##### RECORDS FOR THIS TASK
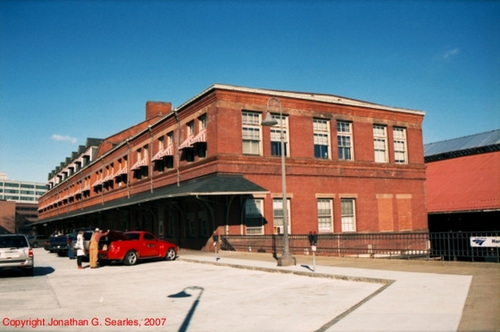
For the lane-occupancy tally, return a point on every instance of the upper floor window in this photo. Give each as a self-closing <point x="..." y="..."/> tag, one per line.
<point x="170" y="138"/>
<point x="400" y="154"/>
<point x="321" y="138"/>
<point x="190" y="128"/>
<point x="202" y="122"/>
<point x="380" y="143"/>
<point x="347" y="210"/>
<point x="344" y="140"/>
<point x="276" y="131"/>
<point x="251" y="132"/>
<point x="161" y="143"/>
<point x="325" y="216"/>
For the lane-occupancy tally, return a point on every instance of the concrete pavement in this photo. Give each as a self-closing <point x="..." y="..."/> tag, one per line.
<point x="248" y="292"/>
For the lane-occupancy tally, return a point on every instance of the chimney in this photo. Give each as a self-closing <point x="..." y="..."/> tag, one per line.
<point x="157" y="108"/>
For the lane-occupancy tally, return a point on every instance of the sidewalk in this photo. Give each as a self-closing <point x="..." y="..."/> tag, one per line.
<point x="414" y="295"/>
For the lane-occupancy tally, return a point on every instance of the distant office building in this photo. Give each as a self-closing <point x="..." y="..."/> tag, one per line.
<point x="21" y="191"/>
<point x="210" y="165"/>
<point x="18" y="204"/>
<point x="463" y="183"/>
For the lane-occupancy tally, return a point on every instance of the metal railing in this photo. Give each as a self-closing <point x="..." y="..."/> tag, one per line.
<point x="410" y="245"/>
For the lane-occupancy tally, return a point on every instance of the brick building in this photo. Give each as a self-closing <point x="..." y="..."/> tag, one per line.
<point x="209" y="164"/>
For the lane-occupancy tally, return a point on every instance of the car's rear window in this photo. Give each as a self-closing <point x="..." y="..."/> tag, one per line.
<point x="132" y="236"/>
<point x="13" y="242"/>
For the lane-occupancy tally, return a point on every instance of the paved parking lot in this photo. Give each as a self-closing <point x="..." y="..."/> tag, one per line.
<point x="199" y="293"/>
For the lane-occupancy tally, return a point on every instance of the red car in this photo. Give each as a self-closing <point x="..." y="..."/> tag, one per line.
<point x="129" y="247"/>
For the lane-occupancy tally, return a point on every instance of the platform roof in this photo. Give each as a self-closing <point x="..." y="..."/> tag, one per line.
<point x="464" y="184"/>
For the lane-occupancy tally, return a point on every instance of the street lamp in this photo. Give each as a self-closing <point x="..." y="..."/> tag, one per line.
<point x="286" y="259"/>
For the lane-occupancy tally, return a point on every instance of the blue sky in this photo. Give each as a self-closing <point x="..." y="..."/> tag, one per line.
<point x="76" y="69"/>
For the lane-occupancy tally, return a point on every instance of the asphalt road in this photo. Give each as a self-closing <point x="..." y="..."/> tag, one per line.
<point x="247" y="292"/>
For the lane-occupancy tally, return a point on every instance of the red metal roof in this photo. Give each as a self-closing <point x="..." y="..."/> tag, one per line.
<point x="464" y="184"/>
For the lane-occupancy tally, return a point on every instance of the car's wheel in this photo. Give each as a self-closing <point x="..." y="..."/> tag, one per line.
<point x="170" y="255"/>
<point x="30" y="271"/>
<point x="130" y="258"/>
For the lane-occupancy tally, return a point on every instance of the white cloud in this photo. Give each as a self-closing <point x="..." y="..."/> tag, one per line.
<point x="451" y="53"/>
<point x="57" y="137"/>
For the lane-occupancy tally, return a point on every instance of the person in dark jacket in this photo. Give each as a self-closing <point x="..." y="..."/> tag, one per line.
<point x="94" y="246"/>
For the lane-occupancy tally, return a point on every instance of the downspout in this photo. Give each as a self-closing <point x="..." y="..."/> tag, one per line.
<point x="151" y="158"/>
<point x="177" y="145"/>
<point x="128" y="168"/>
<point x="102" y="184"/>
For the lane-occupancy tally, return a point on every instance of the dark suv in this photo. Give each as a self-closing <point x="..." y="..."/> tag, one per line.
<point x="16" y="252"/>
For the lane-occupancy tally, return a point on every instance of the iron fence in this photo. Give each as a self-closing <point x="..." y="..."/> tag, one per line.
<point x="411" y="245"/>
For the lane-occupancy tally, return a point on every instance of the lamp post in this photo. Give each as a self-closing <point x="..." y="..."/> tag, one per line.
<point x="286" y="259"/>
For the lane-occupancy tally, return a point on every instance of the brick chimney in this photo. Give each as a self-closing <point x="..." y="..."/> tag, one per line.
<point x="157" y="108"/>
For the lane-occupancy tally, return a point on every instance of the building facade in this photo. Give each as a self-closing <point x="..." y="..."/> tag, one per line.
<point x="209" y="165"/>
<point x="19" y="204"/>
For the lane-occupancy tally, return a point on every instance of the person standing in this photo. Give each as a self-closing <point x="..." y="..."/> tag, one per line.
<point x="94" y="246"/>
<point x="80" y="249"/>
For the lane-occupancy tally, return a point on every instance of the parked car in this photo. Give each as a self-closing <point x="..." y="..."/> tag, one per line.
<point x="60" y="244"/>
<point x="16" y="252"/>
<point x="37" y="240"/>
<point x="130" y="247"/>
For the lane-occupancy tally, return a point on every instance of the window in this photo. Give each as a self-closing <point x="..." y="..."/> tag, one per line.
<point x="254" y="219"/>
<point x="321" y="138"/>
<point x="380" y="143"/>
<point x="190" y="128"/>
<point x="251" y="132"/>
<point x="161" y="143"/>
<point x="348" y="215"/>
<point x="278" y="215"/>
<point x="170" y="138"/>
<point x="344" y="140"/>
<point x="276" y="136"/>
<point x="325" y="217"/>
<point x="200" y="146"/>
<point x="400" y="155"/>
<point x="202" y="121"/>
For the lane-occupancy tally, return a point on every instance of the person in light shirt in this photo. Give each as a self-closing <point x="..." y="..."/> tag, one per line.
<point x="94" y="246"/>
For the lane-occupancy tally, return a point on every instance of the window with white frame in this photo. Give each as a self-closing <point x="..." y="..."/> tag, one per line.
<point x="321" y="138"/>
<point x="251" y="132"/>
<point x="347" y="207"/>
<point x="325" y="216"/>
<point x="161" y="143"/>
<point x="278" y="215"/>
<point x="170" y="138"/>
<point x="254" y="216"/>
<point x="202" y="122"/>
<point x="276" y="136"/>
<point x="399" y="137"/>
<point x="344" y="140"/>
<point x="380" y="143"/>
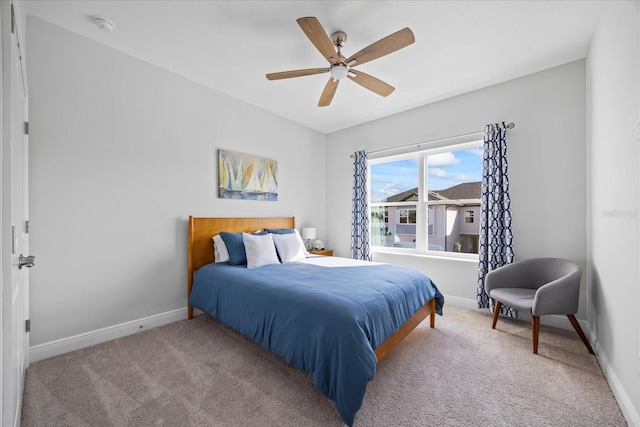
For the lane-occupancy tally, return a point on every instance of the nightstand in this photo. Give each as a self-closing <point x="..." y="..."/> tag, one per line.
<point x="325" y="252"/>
##########
JOB. Leaving out the pictures, repeat the data above exactly.

RESULT OF THIS TASK.
For the lane-occupancy tally, return a point on every instance of the upper floor window in this photo. Give each as a self-closing <point x="..." y="..."/> tag, one per line.
<point x="170" y="138"/>
<point x="400" y="154"/>
<point x="321" y="138"/>
<point x="190" y="128"/>
<point x="202" y="122"/>
<point x="380" y="143"/>
<point x="347" y="210"/>
<point x="344" y="140"/>
<point x="276" y="131"/>
<point x="251" y="132"/>
<point x="161" y="143"/>
<point x="325" y="216"/>
For the lane-occupancy tally, return a point on every instance of the concrete pavement in this photo. Give each as a self-closing <point x="..." y="..."/> tag, one per line.
<point x="248" y="292"/>
For the lane-occupancy tally, return a point on every instance of the chimney in this photo. Give each as a self-closing <point x="..." y="..."/> tag, one per line.
<point x="157" y="108"/>
For the lane-occupancy tally, return a point on every instance of the sidewalk in this photo. Give each as a self-closing <point x="..." y="..."/> tag, one per line.
<point x="414" y="295"/>
For the lane-occupancy tally, return a point on every instance of the distant office building in this photo. Give each as a self-closing <point x="..." y="..."/> tag, one per line.
<point x="21" y="191"/>
<point x="210" y="165"/>
<point x="18" y="204"/>
<point x="463" y="183"/>
For the lane-occupancy tally, return a point on every instance of the metal railing in this photo. Give each as a self-closing <point x="..." y="..."/> tag, one per line.
<point x="410" y="245"/>
For the lane-occupancy tally, return a point on every instance of the brick building in this photo. Give each as a self-closing <point x="..." y="..."/> tag, one per line.
<point x="209" y="164"/>
For the lane-occupancy tally, return a point on every instance of the car's rear window in this photo. Give each as a self-closing <point x="..." y="..."/> tag, one per line.
<point x="132" y="236"/>
<point x="13" y="242"/>
For the lane-occupancy tally, return a point on every instance of the paved parking lot in this photo. Give each as a self-closing <point x="..." y="..."/> tag, one per line.
<point x="199" y="293"/>
For the lane-occupancy tally, return a point on every instance of the red car in this photo. Give each as a self-closing <point x="..." y="..."/> tag, one per line.
<point x="129" y="247"/>
For the lane-occupancy tally, return a point on every instance of the platform roof in this photo. Give each as a self-closing <point x="..." y="..."/> tag, one per line.
<point x="464" y="184"/>
For the lane-occupancy tally, return a point on every instance of the street lamp in this photo. Give each as a self-closing <point x="..." y="..."/> tag, one per line.
<point x="286" y="259"/>
For the lane-occupancy tally, return a point on every instance of the blue sky in this photo. Give each as a self-closing <point x="..." y="..."/> tag, one per line.
<point x="76" y="69"/>
For the lane-occupancy tally, return a point on every instance of the asphalt road in this photo. Give each as a self-closing <point x="..." y="..."/> tag, one per line.
<point x="247" y="292"/>
For the lane-occupancy tally, return a point on every instance of the red metal roof in this photo. Give each as a self-closing <point x="..." y="..."/> tag, one per line.
<point x="464" y="184"/>
For the lane-occupancy tally, return a point on every instance of the car's wheel in this photo. Give each as a self-closing <point x="..." y="..."/> tag, one per line.
<point x="170" y="255"/>
<point x="30" y="271"/>
<point x="130" y="258"/>
For the lane-occupancy tally, return a point on every instance of the white cloud in this photo. Give each as a self-closing <point x="..." y="..."/> tag, one per line.
<point x="451" y="53"/>
<point x="57" y="137"/>
For the lane-occupancy tally, return a point on every instance of the person in dark jacket in this photo. Give each as a self-closing <point x="..." y="..."/> tag, one per line.
<point x="94" y="246"/>
For the lane-occupancy tally, return a point on every instance of the downspout in this photo. Give each as a self-closing <point x="..." y="..."/> tag, one per line.
<point x="151" y="158"/>
<point x="177" y="145"/>
<point x="128" y="168"/>
<point x="102" y="184"/>
For the lane-occupancy tally, return a point on every instance of the dark suv in this photo. Give each as a self-closing <point x="..." y="..."/> tag, one per line.
<point x="16" y="252"/>
For the lane-occupancy tally, return a point on every instance of the iron fence in this photo. Give each as a self-closing <point x="..." y="..."/> tag, one per line.
<point x="411" y="245"/>
For the lane-occupancy tally, return a point on every instance of the lamp post in this photo. Give each as a self-closing <point x="..." y="..."/> tag, one per line.
<point x="286" y="259"/>
For the lane-occupancy tally, return a point on every instance of the brick chimney in this photo. Give each as a self-closing <point x="..." y="..."/> tag, one per line.
<point x="157" y="108"/>
For the lane-occupancy tally, return a point on every instance of the building facade in this photo. Give each as a self-closing <point x="..." y="..."/> tag, one per line.
<point x="209" y="165"/>
<point x="19" y="204"/>
For the lane-occupancy tally, return a point on every instance of the person standing in this photo. Give each as a self-closing <point x="..." y="..."/> tag, one per line.
<point x="94" y="246"/>
<point x="80" y="249"/>
For the lane-occupancy tally, return a point on every instance of the parked car in this photo. Give each as a self-closing <point x="..." y="..."/> tag, one per line.
<point x="60" y="244"/>
<point x="16" y="252"/>
<point x="37" y="240"/>
<point x="130" y="247"/>
For the lane-occupancy tally, return a point on every instance of the window in this photo. Give each as a self-closing <point x="..." y="..."/> tag, one per line.
<point x="254" y="219"/>
<point x="321" y="138"/>
<point x="380" y="143"/>
<point x="190" y="128"/>
<point x="251" y="132"/>
<point x="161" y="143"/>
<point x="348" y="215"/>
<point x="278" y="215"/>
<point x="170" y="138"/>
<point x="344" y="140"/>
<point x="276" y="136"/>
<point x="325" y="217"/>
<point x="200" y="146"/>
<point x="400" y="155"/>
<point x="202" y="121"/>
For the lane-occupancy tally, return a point on every instance of the person in light shirt in this photo. Give each as a self-closing <point x="..." y="..."/> tag, one per line.
<point x="94" y="246"/>
For the lane-occupancy tally, return a point on every instance of the window with white frame in this photo. Give each as a self-closing <point x="..." y="..."/> tag, one per line.
<point x="321" y="138"/>
<point x="251" y="132"/>
<point x="347" y="207"/>
<point x="325" y="216"/>
<point x="161" y="143"/>
<point x="278" y="215"/>
<point x="170" y="138"/>
<point x="254" y="216"/>
<point x="202" y="122"/>
<point x="276" y="136"/>
<point x="399" y="137"/>
<point x="344" y="140"/>
<point x="380" y="143"/>
For the lane-occupancy tally, return a point on every instance of the nightstand in this photo. Give each as a self-closing <point x="..." y="..."/> tag, one per line.
<point x="325" y="252"/>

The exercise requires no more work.